EXERCISE OBJECTIVE:
Report all lines below with the word "apartment".

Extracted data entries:
--------------------------------------------------
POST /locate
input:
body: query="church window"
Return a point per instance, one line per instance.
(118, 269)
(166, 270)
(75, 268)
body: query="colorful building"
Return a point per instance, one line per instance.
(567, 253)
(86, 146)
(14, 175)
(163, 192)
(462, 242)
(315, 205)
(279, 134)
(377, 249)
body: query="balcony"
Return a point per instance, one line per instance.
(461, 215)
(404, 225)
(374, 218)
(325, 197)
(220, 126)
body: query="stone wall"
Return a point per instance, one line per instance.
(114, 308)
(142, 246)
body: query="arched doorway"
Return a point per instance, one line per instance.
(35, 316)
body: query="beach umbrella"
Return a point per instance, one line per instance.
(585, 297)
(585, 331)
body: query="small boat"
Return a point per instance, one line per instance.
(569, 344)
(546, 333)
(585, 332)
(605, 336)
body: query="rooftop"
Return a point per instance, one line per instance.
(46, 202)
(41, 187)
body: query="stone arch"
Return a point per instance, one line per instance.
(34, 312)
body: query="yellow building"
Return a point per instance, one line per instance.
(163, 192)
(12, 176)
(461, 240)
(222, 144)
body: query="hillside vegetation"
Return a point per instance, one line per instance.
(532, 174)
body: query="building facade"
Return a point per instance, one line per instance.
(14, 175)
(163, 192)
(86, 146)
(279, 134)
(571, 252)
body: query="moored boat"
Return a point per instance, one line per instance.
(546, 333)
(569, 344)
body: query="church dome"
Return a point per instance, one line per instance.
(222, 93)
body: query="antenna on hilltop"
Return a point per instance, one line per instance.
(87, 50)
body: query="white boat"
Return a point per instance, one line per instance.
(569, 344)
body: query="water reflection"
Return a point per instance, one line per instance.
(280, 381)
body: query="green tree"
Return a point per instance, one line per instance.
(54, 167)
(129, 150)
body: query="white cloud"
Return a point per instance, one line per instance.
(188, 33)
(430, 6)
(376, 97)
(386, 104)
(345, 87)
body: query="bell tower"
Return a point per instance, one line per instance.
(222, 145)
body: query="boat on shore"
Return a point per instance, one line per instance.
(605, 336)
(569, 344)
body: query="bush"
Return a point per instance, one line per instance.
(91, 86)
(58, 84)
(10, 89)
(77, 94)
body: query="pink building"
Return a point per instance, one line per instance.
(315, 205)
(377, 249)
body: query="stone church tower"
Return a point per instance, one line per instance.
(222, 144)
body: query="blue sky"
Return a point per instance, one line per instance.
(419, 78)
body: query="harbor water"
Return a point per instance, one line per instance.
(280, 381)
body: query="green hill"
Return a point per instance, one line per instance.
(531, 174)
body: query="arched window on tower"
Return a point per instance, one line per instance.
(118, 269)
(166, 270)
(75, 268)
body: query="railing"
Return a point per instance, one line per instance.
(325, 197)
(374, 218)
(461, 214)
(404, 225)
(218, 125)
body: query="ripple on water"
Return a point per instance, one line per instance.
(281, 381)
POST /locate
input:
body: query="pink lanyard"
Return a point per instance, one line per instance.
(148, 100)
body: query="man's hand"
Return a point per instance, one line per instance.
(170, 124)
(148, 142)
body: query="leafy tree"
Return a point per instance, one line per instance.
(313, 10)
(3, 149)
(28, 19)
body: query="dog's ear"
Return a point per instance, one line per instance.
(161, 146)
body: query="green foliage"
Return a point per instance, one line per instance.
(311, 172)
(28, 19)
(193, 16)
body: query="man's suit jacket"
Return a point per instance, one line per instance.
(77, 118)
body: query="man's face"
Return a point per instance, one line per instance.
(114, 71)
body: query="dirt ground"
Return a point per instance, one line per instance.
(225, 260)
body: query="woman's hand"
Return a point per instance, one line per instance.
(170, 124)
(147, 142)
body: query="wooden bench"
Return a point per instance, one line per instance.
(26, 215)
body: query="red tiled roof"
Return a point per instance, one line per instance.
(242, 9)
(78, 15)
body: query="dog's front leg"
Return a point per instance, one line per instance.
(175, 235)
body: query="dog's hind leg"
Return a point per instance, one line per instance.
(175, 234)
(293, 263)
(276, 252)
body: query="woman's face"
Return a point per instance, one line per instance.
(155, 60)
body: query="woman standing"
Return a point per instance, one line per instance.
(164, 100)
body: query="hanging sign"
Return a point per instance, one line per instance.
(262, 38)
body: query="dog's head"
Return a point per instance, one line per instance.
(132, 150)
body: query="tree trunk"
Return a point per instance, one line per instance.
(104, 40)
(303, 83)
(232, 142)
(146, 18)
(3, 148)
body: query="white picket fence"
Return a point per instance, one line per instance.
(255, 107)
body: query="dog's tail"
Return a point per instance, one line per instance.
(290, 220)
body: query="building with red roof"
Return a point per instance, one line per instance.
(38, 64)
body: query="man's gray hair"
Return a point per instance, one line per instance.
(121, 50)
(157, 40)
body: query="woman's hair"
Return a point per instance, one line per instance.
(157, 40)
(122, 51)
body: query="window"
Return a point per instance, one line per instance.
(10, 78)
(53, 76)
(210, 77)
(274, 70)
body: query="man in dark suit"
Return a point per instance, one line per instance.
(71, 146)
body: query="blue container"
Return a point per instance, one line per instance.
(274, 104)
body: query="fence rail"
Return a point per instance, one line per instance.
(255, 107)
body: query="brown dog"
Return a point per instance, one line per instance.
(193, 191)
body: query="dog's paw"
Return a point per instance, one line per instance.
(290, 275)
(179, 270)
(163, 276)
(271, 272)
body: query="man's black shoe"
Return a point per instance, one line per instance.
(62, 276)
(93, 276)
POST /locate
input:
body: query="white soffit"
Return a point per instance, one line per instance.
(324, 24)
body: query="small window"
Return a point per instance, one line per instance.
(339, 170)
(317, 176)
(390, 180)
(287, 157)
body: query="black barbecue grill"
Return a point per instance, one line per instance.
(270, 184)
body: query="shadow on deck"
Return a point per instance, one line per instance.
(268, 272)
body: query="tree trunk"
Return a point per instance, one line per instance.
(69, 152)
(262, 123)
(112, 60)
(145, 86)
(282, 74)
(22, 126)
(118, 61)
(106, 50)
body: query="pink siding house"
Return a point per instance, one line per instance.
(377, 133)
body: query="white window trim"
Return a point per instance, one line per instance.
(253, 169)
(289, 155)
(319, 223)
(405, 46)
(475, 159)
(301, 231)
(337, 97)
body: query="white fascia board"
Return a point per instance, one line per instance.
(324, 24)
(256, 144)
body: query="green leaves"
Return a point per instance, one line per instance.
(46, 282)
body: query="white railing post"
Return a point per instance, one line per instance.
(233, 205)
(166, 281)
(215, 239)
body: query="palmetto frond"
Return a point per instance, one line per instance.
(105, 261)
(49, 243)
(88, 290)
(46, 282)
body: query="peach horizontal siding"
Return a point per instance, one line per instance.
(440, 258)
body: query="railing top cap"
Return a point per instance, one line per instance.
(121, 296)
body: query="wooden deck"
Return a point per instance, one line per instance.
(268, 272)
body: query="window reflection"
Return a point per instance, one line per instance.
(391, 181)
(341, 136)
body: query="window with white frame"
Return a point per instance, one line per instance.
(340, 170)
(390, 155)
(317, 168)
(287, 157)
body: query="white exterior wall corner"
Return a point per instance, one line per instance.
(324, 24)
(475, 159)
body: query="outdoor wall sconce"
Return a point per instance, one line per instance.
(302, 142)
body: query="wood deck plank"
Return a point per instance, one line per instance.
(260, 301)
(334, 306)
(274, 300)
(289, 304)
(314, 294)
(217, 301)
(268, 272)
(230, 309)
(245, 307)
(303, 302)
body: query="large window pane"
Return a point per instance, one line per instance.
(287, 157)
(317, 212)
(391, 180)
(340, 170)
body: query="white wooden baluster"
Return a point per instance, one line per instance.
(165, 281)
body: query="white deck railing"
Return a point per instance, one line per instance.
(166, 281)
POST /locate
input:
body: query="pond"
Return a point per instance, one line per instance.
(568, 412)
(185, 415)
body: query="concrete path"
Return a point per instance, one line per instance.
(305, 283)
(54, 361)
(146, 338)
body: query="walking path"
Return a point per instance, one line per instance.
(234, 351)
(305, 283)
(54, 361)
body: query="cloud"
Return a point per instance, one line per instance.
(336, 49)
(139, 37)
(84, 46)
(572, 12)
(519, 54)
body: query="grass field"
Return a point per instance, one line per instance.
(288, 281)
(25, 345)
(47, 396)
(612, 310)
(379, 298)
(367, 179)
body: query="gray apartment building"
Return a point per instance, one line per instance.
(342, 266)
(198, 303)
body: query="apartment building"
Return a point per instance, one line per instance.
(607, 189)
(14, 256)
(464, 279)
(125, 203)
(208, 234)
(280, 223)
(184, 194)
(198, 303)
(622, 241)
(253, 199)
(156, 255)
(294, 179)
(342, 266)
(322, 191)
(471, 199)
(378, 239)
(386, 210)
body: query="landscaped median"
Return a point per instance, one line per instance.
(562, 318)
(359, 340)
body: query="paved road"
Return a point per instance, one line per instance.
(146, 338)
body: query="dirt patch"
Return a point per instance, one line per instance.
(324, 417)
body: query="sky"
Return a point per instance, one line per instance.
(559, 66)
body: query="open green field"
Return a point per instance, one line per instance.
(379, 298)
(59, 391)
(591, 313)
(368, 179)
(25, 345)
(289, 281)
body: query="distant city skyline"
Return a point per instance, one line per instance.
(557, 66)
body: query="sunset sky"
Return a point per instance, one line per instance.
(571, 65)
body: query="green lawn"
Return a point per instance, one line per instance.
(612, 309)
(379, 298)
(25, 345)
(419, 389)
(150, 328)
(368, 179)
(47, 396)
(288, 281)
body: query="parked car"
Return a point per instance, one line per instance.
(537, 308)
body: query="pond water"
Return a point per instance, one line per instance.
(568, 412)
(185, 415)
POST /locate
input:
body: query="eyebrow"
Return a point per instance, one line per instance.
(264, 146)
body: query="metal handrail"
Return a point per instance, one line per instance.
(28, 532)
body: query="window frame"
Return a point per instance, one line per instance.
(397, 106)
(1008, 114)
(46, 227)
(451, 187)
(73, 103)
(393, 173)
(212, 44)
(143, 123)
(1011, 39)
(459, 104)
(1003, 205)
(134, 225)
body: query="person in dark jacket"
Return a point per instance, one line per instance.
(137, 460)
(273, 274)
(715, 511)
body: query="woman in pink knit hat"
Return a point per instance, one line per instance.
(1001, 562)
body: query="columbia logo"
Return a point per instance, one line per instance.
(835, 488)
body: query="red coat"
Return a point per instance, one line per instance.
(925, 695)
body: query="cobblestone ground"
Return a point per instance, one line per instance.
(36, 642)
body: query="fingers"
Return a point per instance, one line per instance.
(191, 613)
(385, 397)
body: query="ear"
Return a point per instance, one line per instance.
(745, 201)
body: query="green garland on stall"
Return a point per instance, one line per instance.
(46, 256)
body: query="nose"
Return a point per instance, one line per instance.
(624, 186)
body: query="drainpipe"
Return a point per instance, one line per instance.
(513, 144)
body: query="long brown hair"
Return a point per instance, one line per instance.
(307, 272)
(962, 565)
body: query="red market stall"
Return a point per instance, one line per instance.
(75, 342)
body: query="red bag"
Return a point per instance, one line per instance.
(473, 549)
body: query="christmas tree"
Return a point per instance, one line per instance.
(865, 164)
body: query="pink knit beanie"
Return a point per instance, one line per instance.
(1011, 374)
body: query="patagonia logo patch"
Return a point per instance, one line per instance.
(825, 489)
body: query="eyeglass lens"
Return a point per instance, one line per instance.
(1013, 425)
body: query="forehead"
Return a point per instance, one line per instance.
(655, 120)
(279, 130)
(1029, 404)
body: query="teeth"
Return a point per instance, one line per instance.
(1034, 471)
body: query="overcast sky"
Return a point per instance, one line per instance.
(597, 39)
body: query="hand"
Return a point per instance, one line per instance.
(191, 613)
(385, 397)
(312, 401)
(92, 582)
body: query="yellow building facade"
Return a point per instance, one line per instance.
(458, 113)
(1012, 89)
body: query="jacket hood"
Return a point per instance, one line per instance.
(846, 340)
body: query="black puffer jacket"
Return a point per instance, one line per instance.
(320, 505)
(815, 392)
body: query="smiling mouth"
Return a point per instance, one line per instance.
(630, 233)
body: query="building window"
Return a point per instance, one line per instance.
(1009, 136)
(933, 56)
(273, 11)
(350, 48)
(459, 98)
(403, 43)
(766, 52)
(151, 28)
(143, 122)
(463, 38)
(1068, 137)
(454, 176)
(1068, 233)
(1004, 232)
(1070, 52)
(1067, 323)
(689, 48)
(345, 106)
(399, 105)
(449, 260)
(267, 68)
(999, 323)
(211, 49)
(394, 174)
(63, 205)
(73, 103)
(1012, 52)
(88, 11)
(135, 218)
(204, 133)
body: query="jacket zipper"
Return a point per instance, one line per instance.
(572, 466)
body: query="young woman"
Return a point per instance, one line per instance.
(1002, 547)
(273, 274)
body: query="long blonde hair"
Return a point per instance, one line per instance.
--------------------------------------------------
TASK SOLUTION:
body: query="gray apartment building"
body: query="apartment building"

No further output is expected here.